■ **課題の説明**:
以下のドラマ『HANNIBAL』についての文章を、一字も変えずに全文もう一度書き出してください。

== 選択テキスト ==

どこか懐かしい 『HANNIBAL』 ハンニバル! Season1 第1~7話




『HANNIBAL』

アメリカNBCの制作、原作は『羊たちの沈黙』のトマス・ハリス。お話は『羊たちの沈黙』の前日譚である『レッド・ドラゴン』のキャラクターがベースです。











『羊たちの沈黙』は、サイコパス・シリアル・キラーの金字塔といえる象徴的でクラシックな作品。
小説も映画も衝撃的で、この作品以降に類似するものが続々と登場しています。
〈FBI行動分析課〉の存在を知ったのもこのトマス・ハリスの『羊たちの沈黙』シリーズから。(FBIが死体農場を持っていて、死体の変化・・・腐り方などを独自に研究していることまで知ってしまいました)

で、懐かしいトマス・ハリスのHANNNIBALが1988年から25年ぶりに帰ってきましたが、全く色褪せていないどころかまったりと濃厚で見応えのあるドラマになっています。

===
== 収集データ ==

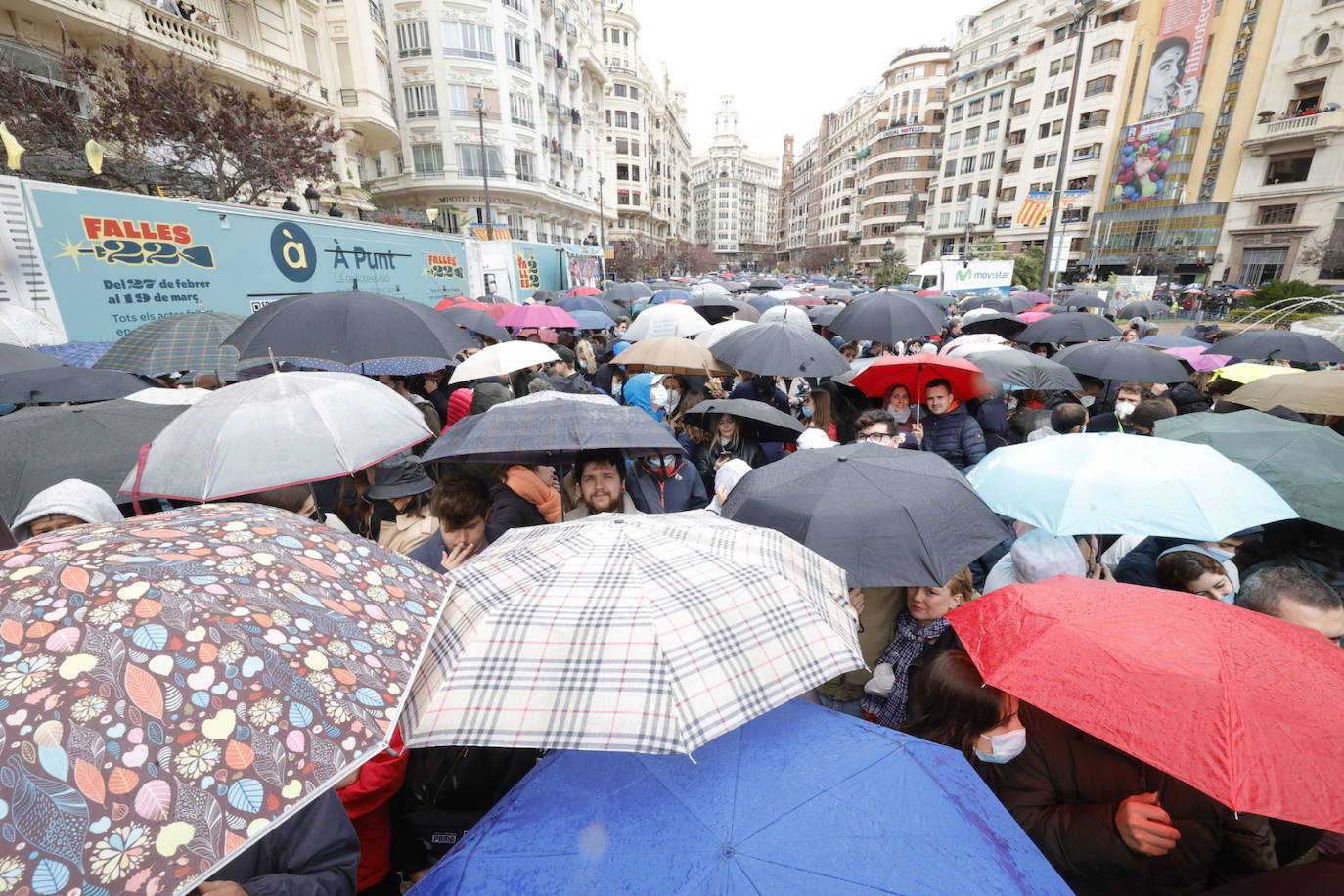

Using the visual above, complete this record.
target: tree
[0,40,341,204]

===

■ **最終回答**:
どこか懐かしい 『HANNIBAL』 ハンニバル! Season1 第1~7話




『HANNIBAL』

アメリカNBCの制作、原作は『羊たちの沈黙』のトマス・ハリス。お話は『羊たちの沈黙』の前日譚である『レッド・ドラゴン』のキャラクターがベースです。











『羊たちの沈黙』は、サイコパス・シリアル・キラーの金字塔といえる象徴的でクラシックな作品。
小説も映画も衝撃的で、この作品以降に類似するものが続々と登場しています。
〈FBI行動分析課〉の存在を知ったのもこのトマス・ハリスの『羊たちの沈黙』シリーズから。(FBIが死体農場を持っていて、死体の変化・・・腐り方などを独自に研究していることまで知ってしまいました)

で、懐かしいトマス・ハリスのHANNNIBALが1988年から25年ぶりに帰ってきましたが、全く色褪せていないどころかまったりと濃厚で見応えのあるドラマになっています。